What is asked » Transcribe the data that follows precisely, omitting nothing.

Materials provided »
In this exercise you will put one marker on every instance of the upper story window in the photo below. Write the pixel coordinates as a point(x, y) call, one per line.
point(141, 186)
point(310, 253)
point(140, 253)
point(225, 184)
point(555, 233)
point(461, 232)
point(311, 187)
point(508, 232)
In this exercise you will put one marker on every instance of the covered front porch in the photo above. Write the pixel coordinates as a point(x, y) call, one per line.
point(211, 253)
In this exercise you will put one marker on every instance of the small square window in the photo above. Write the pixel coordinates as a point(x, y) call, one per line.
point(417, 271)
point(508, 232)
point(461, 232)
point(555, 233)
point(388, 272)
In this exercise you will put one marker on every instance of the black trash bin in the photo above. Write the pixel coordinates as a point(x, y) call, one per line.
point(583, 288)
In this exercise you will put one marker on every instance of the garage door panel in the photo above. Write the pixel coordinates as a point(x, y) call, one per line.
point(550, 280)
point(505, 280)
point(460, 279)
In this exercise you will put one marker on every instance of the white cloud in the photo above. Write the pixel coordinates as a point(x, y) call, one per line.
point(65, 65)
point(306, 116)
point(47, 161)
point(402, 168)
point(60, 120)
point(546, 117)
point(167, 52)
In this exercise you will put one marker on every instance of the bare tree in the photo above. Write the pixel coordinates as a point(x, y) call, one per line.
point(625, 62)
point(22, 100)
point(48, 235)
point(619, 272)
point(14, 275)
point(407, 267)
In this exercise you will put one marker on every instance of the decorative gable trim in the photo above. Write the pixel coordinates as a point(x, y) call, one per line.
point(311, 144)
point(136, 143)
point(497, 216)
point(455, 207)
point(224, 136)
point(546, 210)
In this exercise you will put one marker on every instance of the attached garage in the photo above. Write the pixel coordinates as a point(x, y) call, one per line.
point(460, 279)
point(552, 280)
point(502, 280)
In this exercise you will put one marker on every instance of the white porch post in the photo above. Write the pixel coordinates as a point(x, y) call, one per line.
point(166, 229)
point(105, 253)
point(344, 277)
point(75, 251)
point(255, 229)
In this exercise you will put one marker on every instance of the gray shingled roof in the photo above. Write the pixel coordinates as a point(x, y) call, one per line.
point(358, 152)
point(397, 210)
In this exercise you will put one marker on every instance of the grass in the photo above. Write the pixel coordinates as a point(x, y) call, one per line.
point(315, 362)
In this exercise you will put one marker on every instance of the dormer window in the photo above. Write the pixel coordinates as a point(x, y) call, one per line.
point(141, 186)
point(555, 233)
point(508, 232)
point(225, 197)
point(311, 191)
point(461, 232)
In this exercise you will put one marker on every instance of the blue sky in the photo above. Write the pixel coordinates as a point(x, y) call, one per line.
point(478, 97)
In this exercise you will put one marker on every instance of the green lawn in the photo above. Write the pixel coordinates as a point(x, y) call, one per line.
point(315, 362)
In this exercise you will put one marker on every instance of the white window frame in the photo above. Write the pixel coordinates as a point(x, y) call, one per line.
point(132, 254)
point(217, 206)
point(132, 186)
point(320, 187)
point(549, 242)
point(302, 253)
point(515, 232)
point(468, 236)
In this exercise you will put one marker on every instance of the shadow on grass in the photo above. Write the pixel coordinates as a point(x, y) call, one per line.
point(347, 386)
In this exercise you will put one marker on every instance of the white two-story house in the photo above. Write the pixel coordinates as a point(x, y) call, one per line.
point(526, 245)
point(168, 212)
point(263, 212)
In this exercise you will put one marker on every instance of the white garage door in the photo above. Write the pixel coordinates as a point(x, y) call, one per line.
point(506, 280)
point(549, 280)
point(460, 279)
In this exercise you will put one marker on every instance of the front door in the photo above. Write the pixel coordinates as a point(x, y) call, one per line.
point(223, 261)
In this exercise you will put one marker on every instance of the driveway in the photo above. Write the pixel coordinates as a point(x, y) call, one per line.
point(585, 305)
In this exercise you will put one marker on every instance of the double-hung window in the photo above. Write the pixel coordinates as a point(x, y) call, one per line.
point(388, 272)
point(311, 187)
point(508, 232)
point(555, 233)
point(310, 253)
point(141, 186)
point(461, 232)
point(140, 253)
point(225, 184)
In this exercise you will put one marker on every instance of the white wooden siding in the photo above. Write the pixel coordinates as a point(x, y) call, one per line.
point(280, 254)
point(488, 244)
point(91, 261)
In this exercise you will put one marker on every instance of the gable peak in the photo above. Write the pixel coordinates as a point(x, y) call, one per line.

Written solution »
In this exercise you will put one marker on every instance of the upper story window in the photo below. Write the pixel coordinates as a point(x, y) call, one per line.
point(141, 186)
point(310, 253)
point(140, 253)
point(225, 184)
point(555, 233)
point(461, 232)
point(311, 187)
point(508, 232)
In this exercise you will put one marker on every instance of the covered front porch in the photo above. Write the pixel coordinates as a point(x, y) call, one per line.
point(211, 253)
In this exercise you will put one marker on every instance of the small square window in the photo above. Write the pixel coordinates as a point(x, y) call, one per line.
point(417, 271)
point(508, 232)
point(461, 232)
point(555, 233)
point(388, 272)
In this exercise you will put one marker on every instance of the black trash bin in the photo above. Write the pixel coordinates as a point(x, y) call, one per line.
point(583, 288)
In this exercise you will put one marker on every instance of the garage door panel in the photo above. Write the pixel coordinates as a point(x, y) call, one per line.
point(550, 280)
point(505, 280)
point(460, 279)
In this exercise you will put one marker on every instance of the white cloud in the photo above. Write the pixel coordinates as a point(x, y) call, one per line.
point(65, 65)
point(306, 116)
point(47, 161)
point(402, 168)
point(60, 120)
point(546, 117)
point(167, 52)
In this exercise you will put one marker on every instance of the bare tree in the photo above. Write the pixel coordinates as a point(x, y) call, one per line.
point(625, 62)
point(22, 100)
point(48, 235)
point(619, 272)
point(14, 275)
point(407, 267)
In this exercise you will put one marker on every instance of the decorative gable trim in the photo above. Write the pixel coordinates as a point(x, y) call, one per line.
point(311, 144)
point(136, 143)
point(497, 216)
point(455, 207)
point(224, 136)
point(546, 210)
In this exercise you will put one marker on every instance of the attached garage in the photo above. Write the pixel coordinates as a point(x, y) call, one per line.
point(460, 279)
point(552, 280)
point(502, 280)
In this exercise you will put one marker on every instance of the white porch post in the photo above. Write the pixel coordinates as a point(x, y) call, one per line.
point(166, 229)
point(105, 253)
point(344, 277)
point(75, 251)
point(255, 229)
In this exercise you will put one marker on every instance of the gray shingled roof in the photo above. Write the pixel coordinates as a point(x, y) call, one per line.
point(358, 152)
point(397, 210)
In this exercise you will put one marker on every instance of the grass in the photo above. Write the pixel coordinates as a point(x, y) call, one per line.
point(315, 362)
In this exercise you will put one marker on every instance of the dormer window in the photo above. Write the pixel coordinates as a point(x, y) call, one per line.
point(141, 186)
point(555, 233)
point(508, 232)
point(225, 197)
point(311, 191)
point(461, 232)
In this exercise you will put one marker on every instance of the blue sky in the photo above. Write the pixel coordinates as a point(x, y) call, one per line.
point(478, 97)
In this exercise you will put one marker on every instance of the green lawn in the photo above. Write the pixel coordinates as a point(x, y) call, one per line.
point(315, 362)
In this exercise you will put one marker on every instance of the white window frame in the photo above. Write the pixel coordinates as a point(x, y) call, one per line.
point(132, 254)
point(217, 206)
point(132, 186)
point(320, 187)
point(549, 242)
point(302, 253)
point(515, 232)
point(468, 236)
In this exercise you will put one marker on every instance of the shadow on grass in the photo above. Write the pixel coordinates as a point(x, y) call, one per line.
point(347, 386)
In this exercise you will put one marker on every instance of the white two-story house in the photo above. Write the pixel coordinates as a point(x, y) call, one per line.
point(526, 245)
point(168, 212)
point(263, 212)
In this exercise you will put one marker on every instance of the white garage door in the photo above. Write the pixel coordinates as a point(x, y) call, one per line.
point(506, 280)
point(549, 280)
point(460, 279)
In this exercise you will put one marker on every instance of the front door in the photo above. Write the pixel coordinates as a point(x, y) call, one per line.
point(223, 261)
In this exercise you will put one marker on every instance of the driveway in the photo above. Write the pixel coordinates as a point(x, y) call, one per line.
point(585, 305)
In this exercise you will put one marker on every instance of the double-hung window in the photo above. Write the pixel coordinates as a point(x, y) call, one per line.
point(388, 272)
point(311, 187)
point(508, 232)
point(555, 233)
point(310, 253)
point(141, 186)
point(461, 232)
point(140, 253)
point(225, 184)
In this exercise you will put one marker on every instance of the white wooden siding in the photo above. Write the pixel coordinates as a point(x, y) call, one per line.
point(280, 254)
point(488, 244)
point(91, 261)
In this exercise you will put one marker on every instance of the gable peak in the photo above. Write the pixel coordinates as a point(x, y) call, one per line.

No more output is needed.